Entries from a dataset:
# # # # # # #
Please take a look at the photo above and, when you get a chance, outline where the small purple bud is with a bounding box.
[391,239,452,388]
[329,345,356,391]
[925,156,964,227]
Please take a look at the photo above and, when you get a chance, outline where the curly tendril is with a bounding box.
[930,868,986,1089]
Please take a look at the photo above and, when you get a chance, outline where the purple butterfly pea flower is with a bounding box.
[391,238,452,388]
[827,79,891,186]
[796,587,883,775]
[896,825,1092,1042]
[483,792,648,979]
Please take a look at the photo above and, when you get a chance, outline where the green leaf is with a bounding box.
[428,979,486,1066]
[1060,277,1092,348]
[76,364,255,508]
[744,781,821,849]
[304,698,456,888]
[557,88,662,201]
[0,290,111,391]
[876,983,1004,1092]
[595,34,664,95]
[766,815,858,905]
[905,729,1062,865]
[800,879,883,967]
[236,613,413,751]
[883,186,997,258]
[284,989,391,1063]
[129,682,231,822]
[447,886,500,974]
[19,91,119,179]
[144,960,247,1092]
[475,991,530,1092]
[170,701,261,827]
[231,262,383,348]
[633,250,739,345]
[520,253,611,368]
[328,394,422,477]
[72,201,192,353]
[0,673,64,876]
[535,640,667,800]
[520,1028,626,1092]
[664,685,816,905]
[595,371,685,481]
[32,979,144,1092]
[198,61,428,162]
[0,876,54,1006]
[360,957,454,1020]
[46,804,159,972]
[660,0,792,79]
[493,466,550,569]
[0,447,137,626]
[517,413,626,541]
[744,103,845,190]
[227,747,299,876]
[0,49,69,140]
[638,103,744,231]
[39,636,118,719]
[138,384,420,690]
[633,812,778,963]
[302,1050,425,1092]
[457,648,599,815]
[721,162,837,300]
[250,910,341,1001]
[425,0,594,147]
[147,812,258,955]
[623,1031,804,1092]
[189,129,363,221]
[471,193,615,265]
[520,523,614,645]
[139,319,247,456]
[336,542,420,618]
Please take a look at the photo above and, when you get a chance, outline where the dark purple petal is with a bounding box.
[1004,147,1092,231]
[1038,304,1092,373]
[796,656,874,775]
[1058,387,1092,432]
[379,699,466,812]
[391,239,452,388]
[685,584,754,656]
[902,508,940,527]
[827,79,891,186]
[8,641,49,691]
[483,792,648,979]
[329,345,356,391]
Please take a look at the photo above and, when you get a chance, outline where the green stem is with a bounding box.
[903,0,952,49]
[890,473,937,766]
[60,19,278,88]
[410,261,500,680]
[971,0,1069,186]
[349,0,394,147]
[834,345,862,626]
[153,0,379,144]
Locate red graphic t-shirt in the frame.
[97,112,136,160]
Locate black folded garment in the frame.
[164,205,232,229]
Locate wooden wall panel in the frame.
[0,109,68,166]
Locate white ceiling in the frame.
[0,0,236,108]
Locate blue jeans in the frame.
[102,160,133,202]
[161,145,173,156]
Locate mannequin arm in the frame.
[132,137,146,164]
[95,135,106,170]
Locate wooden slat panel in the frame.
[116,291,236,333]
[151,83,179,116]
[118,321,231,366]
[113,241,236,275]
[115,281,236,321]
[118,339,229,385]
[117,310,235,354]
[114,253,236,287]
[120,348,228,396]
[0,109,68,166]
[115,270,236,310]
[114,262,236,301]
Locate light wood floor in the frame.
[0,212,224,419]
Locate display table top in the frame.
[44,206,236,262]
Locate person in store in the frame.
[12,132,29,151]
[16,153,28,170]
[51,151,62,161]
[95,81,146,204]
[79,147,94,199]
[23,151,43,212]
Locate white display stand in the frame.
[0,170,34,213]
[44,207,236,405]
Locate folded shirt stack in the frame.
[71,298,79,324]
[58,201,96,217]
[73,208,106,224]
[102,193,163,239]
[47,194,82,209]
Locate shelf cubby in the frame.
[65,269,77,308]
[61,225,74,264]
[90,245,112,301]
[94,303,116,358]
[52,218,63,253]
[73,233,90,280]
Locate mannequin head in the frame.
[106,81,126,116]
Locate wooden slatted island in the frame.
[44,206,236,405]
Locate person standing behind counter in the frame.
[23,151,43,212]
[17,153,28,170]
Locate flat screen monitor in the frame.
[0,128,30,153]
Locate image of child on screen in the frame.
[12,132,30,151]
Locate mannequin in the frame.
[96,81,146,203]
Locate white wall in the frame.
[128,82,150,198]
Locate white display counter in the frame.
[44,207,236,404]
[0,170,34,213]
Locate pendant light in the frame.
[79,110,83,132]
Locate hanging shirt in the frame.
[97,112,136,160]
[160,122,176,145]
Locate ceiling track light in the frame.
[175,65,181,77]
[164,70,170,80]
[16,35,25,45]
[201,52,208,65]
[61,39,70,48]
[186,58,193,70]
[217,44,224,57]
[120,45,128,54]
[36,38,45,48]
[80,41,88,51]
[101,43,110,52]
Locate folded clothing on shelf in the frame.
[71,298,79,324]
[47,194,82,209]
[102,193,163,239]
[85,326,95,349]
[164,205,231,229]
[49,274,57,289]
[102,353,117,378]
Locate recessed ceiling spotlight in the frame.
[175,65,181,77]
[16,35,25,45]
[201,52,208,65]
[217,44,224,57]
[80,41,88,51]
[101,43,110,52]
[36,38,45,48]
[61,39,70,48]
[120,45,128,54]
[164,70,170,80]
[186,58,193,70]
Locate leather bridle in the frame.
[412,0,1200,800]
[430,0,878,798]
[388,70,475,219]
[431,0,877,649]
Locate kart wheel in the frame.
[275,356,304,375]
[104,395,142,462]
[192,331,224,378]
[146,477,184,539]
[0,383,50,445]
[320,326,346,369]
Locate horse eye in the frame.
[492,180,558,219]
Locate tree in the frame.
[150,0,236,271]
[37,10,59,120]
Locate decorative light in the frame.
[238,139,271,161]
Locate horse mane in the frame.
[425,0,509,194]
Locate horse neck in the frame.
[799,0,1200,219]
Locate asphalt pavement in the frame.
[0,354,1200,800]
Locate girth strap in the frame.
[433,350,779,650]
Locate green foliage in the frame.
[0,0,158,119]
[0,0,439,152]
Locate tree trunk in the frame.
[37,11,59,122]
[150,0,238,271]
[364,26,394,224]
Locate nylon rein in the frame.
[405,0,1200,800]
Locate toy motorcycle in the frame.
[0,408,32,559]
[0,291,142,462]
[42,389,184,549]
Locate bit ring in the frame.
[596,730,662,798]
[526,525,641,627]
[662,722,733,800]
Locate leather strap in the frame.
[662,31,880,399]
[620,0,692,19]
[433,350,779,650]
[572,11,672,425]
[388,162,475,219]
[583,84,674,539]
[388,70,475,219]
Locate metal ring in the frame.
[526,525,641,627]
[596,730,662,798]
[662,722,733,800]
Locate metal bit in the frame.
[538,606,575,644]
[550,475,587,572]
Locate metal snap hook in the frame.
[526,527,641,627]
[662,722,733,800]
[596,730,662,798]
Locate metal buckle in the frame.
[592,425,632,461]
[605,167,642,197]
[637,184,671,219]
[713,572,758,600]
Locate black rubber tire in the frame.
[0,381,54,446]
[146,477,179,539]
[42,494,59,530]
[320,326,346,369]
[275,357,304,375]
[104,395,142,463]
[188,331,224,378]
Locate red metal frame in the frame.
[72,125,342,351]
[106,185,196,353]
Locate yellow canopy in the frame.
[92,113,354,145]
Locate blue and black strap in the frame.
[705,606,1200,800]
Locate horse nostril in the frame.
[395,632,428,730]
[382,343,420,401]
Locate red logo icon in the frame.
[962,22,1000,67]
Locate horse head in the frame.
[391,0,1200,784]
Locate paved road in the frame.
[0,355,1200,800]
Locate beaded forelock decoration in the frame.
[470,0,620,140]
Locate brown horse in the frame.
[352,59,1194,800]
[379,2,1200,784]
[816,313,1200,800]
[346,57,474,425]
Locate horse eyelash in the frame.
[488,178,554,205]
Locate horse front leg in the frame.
# # # # # # #
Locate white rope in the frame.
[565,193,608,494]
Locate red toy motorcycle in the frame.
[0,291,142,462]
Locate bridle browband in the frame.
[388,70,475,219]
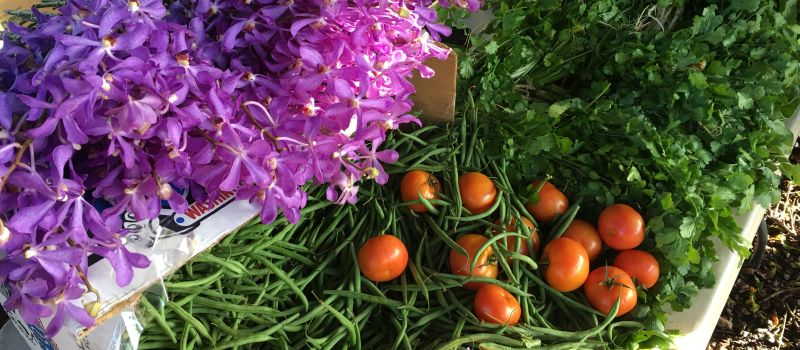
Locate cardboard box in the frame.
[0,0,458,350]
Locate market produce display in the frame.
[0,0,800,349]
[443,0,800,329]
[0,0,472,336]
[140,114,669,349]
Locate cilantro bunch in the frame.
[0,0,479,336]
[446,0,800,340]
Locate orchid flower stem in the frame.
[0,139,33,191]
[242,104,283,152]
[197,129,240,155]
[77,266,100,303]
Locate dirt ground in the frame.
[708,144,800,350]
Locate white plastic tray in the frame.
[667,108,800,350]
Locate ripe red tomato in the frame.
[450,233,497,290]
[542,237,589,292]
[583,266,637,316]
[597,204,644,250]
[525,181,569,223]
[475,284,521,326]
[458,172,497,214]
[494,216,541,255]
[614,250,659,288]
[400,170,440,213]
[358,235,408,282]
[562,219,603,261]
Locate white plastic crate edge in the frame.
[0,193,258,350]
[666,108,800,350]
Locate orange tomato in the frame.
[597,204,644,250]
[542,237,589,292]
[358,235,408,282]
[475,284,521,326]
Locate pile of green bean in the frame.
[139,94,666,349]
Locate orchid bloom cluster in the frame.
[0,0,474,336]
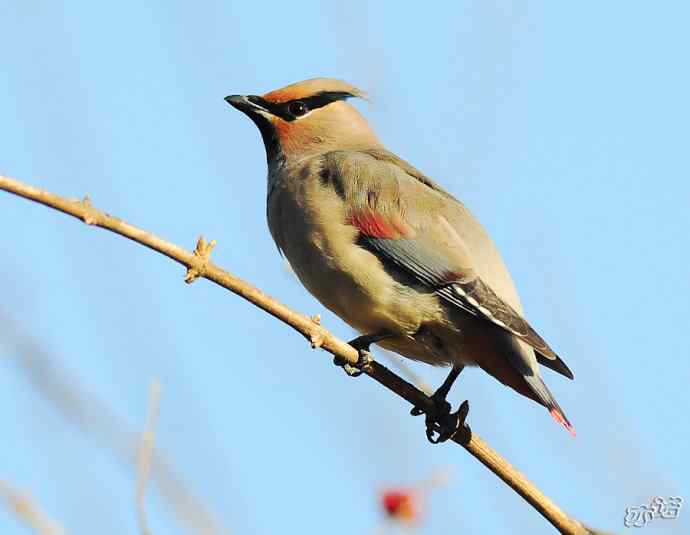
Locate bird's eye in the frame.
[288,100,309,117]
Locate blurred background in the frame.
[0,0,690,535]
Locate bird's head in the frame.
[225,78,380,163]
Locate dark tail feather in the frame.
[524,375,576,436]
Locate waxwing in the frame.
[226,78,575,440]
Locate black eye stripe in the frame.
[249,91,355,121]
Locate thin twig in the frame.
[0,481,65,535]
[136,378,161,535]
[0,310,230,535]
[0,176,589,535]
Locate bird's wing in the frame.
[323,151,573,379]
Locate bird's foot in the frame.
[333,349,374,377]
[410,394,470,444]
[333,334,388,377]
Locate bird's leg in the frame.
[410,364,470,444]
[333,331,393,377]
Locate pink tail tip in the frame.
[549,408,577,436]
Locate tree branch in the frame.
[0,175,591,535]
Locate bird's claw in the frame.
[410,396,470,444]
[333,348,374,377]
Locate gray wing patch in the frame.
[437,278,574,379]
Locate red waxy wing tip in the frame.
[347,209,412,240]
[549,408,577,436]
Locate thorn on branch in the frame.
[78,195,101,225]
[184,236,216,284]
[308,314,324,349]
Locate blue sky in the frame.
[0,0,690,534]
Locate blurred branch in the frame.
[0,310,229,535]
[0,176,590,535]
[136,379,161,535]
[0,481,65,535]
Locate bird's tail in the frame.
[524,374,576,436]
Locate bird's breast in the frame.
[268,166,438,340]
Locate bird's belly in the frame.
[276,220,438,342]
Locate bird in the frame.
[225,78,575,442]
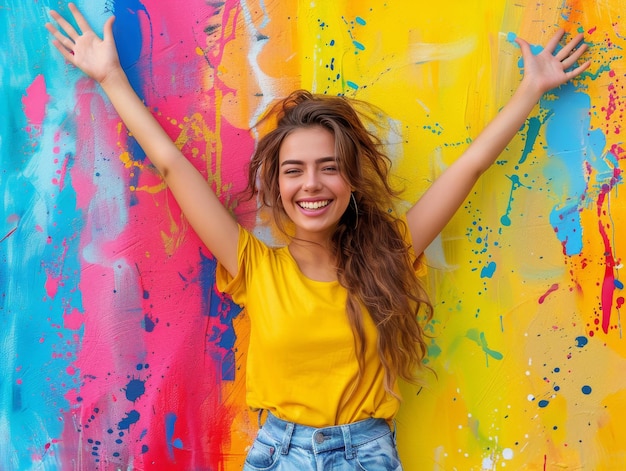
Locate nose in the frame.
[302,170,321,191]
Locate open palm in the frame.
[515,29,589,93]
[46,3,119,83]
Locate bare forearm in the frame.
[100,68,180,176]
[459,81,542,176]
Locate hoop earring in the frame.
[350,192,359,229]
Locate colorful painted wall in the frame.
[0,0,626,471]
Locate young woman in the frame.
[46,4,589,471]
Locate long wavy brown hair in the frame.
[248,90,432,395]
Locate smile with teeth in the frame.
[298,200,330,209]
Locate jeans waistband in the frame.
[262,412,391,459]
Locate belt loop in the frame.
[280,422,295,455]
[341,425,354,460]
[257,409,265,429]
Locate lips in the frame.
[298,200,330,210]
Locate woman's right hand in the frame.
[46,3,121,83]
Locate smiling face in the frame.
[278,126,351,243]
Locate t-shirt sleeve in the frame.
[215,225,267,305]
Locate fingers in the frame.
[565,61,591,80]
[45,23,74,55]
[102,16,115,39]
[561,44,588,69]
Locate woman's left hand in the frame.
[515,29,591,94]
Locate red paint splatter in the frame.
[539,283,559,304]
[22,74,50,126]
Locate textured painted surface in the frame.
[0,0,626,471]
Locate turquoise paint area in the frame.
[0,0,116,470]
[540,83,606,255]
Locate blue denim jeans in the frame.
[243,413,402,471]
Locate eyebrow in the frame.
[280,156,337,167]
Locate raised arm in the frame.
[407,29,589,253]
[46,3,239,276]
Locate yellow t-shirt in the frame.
# # # # # # #
Output the lines of the material above without any changes, starting at the line that contains "Locate eyebrow in the frame." and ending at the line that contains "Locate yellow t-shirt in the frame.".

Locate eyebrow in the frame.
[280,156,337,167]
Locate raised arm in the frame.
[407,29,589,253]
[46,3,239,276]
Locate yellow t-shirt in the frame.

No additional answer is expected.